*Passage to read*.
------------------------------------
Teachers implemented a supplemental Algebra I curriculum designed by the 
research team, which included both teachers and researchers. The intervention was 
intended to integrate with teachers’ existing algebra materials. We focused on learning in 
algebra classrooms because many students struggle with algebra, partially because they 
often memorize rules and do not learn flexible and meaningful ways to solve equations 
(Kieran, 1992). 

The supplemental materials were a set of worked-example pairs, a presentation of 
two solved problems, placed side-by-side (see Figure 1). Approximately 150 worked 
example pairs were provided to choose from, spanning topics commonly found in first- 
year algebra courses (e.g., order of operations, equation solving, quadratics, rational 
expressions). Each worked example pair was classified into one of four categories with a 
different instructional aim (e.g., to compare two different solution methods for the same 
problem). Each worked example pair had a corresponding set of discussion questions, a 
page that displayed the worked example pair’s instructional aim, and a student worksheet. 

During a one-week (35 hour) professional development, treatment teachers 
learned about and practiced using the intervention materials. Treatment teachers were 
instructed to use the materials in a target class at least two times per week for the 2010- 
2011 school year. Teachers were not required to use all of the worked example pairs; 
rather, they were able to select the pairs that worked best with their course content. Class 
time spent on a worked example pair could vary from a small number of minutes to the 
majority of the class period.
------------------------------------
*Supplied material*.
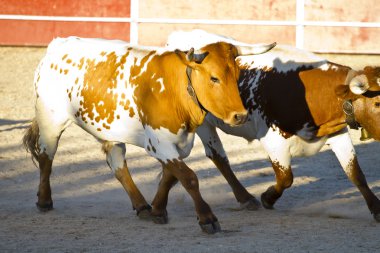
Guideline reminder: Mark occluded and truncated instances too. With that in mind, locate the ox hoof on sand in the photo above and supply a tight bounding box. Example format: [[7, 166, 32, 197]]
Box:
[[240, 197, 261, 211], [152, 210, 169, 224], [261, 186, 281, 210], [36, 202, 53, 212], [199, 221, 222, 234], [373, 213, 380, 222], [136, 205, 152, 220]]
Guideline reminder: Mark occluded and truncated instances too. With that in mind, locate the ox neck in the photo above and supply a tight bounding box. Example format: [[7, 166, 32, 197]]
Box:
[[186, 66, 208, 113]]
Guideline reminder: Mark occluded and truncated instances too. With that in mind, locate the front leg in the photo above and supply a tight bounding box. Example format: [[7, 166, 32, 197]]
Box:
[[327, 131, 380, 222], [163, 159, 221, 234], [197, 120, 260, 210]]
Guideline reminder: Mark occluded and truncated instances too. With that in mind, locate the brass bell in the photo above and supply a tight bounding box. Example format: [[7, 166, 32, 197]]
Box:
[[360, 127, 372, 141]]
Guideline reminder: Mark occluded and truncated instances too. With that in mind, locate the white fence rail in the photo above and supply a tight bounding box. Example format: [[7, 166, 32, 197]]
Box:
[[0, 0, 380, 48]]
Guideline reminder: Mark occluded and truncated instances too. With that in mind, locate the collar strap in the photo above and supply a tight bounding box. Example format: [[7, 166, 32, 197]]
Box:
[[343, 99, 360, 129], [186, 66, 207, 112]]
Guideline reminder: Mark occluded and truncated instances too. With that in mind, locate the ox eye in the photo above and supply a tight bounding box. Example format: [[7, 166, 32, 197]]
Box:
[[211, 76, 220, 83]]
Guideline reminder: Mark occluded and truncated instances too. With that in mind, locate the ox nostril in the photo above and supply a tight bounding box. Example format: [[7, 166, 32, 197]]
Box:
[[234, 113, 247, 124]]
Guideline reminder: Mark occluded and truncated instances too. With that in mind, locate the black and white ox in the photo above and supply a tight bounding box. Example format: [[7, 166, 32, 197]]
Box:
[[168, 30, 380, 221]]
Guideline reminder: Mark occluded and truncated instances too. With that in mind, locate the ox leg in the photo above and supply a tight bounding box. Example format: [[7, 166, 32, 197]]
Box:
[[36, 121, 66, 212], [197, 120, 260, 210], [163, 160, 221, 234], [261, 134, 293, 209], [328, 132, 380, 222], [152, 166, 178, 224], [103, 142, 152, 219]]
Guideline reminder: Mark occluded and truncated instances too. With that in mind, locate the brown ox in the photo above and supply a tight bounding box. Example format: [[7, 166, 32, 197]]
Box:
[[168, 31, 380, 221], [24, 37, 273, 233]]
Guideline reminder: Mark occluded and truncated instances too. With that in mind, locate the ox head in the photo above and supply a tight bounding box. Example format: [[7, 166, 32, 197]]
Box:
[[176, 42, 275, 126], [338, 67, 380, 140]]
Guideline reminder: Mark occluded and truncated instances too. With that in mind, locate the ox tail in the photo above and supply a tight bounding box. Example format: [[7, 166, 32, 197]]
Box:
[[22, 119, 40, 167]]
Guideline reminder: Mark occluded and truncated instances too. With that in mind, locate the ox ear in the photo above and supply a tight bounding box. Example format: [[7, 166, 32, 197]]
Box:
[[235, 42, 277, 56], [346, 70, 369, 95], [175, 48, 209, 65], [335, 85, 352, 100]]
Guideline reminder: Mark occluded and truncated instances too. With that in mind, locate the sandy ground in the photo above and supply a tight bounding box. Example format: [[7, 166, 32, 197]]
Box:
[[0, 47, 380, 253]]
------------------------------------
*Description of the task*. Extend the passage on the algebra intervention with the next part of its text, picking up after its final sentence. The entries are unrelated to the passage on the algebra intervention.

*Result*.
Research Design: 

The current study involved an experimental, randomized control trial design. 
Teachers were randomly assigned to condition. 

Data Collection: 

Data was collected in both treatment and control classrooms throughout the 
academic year. Student learning was assessed via two achievement measures. First, a 
standardized and commercial algebra readiness test (Acuity™) was given to students at 
the beginning and at the end of the academic year. Second, a researcher-designed 
assessment (the Contrasting Cases [CC] assessment, adapted from our prior small-scale 
studies) was administered at the beginning, middle, and end of the academic year. The 
researcher-designed measure included questions that tapped conceptual knowledge, 
procedural knowledge, and flexibility. Students were provided 40 minutes for each test 
administration.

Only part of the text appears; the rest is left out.